WRITTEN INSTRUCTION |
Rewrite these rows, changing every "player" to "athlete" and leaving everything else as it is. Omit the pictures from your answer.
-- Start of DATA TO USE --
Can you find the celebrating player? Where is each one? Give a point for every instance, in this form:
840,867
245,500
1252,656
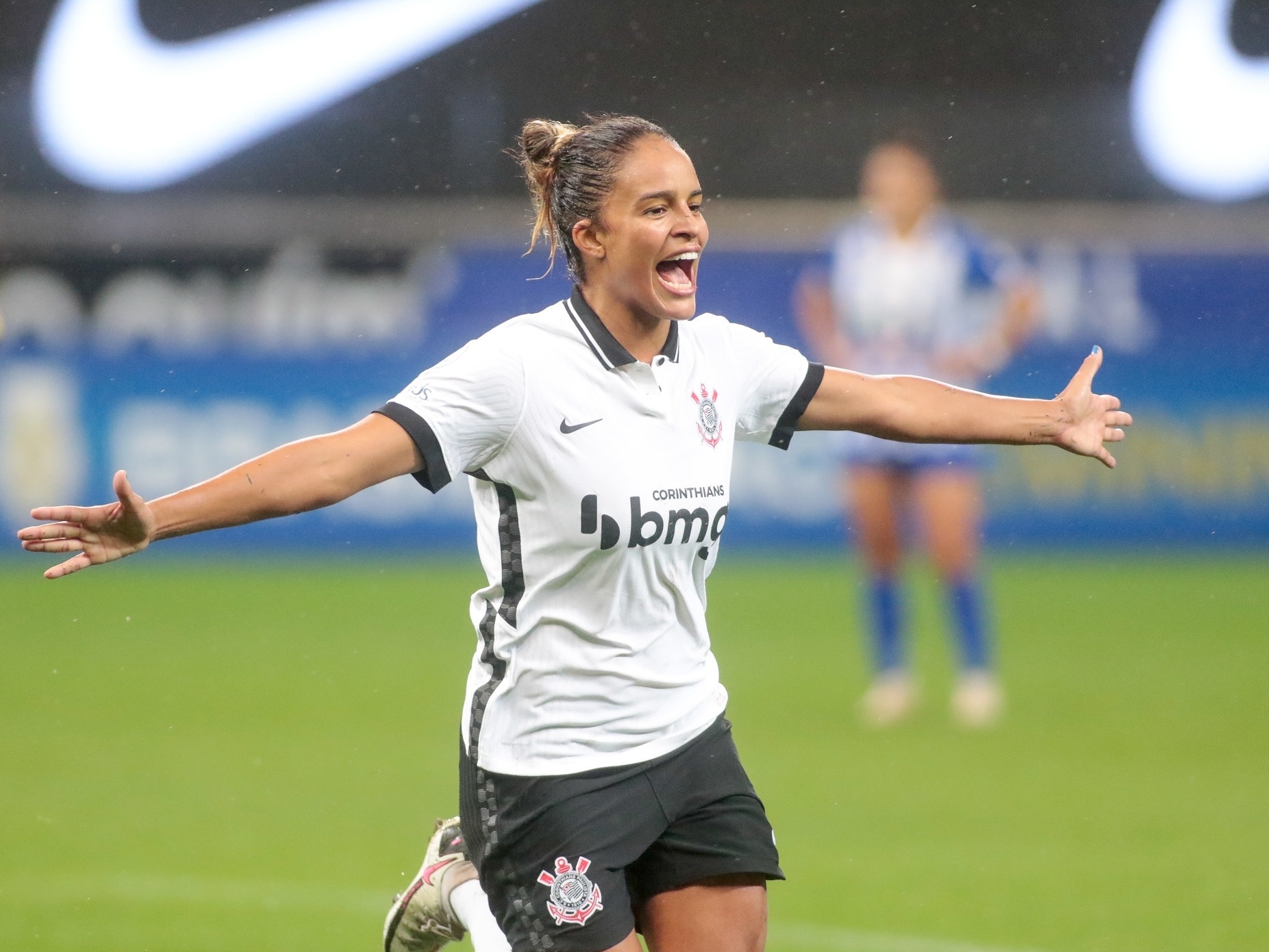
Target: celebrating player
899,300
599,786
-- End of DATA TO USE --
CORRECT RESULT |
Can you find the celebrating athlete? Where is each one? Give a point for every instance, in this form:
840,867
245,500
1252,656
Target: celebrating athlete
899,300
599,786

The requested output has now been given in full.